**WHAT TO PRODUCE**
Scan the records below for the line with "the red flowering" and the line with "the distant skyline". Repeat those two lines and every line between them exactly, and nothing else.

Content starts

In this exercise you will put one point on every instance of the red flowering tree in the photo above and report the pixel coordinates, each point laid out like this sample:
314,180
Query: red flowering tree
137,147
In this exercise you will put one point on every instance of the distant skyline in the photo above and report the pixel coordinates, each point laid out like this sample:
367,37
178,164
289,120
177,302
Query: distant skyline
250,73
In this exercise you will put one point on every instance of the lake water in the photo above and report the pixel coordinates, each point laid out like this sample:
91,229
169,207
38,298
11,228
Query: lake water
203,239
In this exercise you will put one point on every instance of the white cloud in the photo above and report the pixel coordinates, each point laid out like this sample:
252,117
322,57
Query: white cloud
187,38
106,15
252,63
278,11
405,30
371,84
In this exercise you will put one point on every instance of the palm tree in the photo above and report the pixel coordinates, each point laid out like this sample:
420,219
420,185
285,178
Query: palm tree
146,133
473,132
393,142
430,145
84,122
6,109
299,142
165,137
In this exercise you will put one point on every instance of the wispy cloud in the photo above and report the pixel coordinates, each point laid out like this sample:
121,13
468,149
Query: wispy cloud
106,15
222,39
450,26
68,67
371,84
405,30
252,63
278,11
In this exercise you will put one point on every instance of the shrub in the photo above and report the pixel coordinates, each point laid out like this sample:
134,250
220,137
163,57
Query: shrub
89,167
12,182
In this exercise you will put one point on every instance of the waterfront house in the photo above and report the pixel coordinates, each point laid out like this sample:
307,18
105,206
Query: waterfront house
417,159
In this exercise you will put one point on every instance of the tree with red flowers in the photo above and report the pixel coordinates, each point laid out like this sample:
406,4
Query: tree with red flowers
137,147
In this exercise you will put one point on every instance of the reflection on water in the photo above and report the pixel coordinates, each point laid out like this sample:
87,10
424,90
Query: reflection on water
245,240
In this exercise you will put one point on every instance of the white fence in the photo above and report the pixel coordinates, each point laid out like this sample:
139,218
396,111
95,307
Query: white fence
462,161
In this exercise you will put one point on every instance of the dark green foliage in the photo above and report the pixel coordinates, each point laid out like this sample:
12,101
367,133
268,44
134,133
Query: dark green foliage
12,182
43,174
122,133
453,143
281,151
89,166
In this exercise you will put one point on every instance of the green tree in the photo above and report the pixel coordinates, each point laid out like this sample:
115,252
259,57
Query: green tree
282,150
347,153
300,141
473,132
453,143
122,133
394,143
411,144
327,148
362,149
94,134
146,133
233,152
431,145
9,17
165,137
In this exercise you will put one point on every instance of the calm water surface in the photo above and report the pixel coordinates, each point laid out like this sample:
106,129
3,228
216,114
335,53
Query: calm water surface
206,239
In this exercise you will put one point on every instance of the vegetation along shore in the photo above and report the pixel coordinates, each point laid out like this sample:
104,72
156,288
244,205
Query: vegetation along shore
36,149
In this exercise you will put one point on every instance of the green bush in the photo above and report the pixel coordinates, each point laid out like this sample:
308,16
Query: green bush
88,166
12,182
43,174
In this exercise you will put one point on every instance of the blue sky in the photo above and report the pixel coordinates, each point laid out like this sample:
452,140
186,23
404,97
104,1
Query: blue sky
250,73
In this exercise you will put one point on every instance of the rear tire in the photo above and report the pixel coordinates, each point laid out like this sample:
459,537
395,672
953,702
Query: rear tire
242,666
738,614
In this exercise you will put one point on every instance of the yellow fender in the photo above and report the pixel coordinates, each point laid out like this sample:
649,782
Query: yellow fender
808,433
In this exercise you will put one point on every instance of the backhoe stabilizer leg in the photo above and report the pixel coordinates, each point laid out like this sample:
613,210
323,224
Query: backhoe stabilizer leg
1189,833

Content ends
Content starts

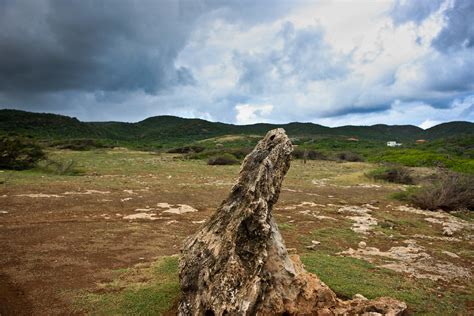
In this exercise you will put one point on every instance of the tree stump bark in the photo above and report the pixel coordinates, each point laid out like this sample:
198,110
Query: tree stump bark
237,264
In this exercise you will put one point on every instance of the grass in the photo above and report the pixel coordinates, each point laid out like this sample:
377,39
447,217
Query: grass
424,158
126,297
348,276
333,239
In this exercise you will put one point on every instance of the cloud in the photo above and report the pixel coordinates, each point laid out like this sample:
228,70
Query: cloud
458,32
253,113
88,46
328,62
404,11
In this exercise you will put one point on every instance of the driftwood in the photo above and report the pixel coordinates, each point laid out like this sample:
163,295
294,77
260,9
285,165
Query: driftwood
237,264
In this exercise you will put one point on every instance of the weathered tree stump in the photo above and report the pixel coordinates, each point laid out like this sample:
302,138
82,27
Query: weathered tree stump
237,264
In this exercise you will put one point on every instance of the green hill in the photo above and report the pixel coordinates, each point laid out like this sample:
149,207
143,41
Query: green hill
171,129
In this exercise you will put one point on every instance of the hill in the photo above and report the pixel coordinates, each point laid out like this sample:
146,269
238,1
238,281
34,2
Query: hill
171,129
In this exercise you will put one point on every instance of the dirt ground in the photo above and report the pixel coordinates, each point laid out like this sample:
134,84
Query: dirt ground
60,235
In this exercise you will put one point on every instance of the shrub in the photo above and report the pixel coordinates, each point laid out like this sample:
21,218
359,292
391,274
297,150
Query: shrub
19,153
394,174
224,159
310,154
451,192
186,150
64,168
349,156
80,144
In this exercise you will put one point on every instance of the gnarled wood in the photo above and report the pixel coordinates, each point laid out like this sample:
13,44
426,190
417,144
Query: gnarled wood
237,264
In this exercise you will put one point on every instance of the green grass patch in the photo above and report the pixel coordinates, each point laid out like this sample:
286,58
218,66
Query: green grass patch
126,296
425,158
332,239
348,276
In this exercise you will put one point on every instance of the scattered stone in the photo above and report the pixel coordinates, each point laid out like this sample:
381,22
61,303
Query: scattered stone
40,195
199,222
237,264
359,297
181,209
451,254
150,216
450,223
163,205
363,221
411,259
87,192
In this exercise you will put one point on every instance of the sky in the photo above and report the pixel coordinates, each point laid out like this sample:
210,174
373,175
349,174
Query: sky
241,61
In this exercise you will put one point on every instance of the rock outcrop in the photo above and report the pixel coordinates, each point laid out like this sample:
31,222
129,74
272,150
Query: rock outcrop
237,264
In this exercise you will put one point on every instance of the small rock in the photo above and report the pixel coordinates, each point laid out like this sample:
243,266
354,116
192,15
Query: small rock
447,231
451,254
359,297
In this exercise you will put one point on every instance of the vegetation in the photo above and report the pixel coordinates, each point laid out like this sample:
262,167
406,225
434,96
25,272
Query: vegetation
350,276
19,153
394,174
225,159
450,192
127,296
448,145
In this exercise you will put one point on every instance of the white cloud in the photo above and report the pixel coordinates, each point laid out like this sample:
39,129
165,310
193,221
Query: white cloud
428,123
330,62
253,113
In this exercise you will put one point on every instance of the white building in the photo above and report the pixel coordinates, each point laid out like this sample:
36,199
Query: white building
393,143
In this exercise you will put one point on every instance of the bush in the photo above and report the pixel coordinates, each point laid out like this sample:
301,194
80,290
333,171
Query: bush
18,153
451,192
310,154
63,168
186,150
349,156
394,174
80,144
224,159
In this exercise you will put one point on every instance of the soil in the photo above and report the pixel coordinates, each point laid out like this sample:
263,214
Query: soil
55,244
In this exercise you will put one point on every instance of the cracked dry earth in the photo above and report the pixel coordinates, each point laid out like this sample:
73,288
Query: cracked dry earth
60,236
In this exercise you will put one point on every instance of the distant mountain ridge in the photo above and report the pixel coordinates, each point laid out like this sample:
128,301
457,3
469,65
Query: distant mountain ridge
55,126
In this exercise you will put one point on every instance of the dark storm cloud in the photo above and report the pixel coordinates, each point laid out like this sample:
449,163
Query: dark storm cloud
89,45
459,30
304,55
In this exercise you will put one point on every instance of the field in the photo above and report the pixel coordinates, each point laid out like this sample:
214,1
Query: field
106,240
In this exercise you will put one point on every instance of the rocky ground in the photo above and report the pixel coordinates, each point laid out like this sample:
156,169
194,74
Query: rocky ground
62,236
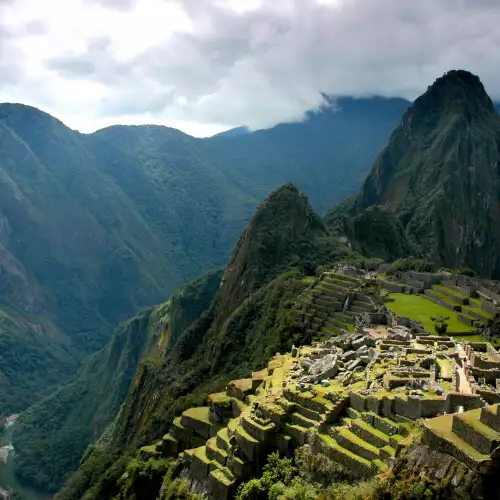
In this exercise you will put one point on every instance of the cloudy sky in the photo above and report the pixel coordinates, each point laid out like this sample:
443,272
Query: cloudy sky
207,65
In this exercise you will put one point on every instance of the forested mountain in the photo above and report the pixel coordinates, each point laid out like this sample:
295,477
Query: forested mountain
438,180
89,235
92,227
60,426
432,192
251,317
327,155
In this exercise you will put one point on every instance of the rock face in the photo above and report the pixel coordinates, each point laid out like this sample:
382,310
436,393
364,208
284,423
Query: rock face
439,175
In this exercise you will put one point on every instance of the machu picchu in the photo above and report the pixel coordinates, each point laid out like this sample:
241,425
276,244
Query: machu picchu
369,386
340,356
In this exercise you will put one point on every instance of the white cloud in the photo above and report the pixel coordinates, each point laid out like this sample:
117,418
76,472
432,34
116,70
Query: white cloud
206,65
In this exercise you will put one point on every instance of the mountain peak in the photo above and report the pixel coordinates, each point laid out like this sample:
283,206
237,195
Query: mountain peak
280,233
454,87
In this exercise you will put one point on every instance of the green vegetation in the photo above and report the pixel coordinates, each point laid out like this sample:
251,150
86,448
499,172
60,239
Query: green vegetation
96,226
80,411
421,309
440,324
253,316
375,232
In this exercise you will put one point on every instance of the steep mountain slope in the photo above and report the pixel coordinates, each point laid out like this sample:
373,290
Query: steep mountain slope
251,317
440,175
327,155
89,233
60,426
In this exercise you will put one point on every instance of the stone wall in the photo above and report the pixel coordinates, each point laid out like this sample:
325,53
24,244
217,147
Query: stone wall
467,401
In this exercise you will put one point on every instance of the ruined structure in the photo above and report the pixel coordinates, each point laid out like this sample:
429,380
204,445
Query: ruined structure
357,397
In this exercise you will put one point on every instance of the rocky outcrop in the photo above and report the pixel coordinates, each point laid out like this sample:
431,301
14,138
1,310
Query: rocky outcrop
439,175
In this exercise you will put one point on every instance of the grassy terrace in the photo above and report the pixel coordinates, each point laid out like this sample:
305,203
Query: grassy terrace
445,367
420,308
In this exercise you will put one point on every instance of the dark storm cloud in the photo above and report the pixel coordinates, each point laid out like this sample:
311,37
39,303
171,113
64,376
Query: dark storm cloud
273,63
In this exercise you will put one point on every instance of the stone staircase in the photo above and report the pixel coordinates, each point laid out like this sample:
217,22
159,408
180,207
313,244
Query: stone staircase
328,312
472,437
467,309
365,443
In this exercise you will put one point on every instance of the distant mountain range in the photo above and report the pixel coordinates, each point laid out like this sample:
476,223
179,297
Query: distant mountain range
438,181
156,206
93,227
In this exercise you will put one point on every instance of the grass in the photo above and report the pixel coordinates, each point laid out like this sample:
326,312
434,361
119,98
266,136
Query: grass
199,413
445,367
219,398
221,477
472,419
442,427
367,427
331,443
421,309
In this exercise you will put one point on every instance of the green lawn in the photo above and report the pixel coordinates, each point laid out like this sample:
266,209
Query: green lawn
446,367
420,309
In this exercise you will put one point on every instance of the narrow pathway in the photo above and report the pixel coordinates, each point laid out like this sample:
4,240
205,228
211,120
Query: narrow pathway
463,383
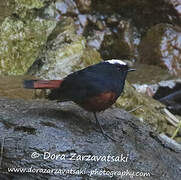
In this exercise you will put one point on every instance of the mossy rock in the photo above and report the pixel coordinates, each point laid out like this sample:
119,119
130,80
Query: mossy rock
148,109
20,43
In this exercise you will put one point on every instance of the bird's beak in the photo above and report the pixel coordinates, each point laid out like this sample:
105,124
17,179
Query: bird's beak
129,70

Content ends

**TASK RESPONSE**
In this exercise you will put one point on every instance of the red flowering tree in the photo above and report the pixel coordinates, each point laid out like this sample:
314,180
Query: red flowering tree
137,147
In this exercise you will put one point on every instance of the distant skyline in the photo above and report the pixel coordinates, each point laid out like this sample:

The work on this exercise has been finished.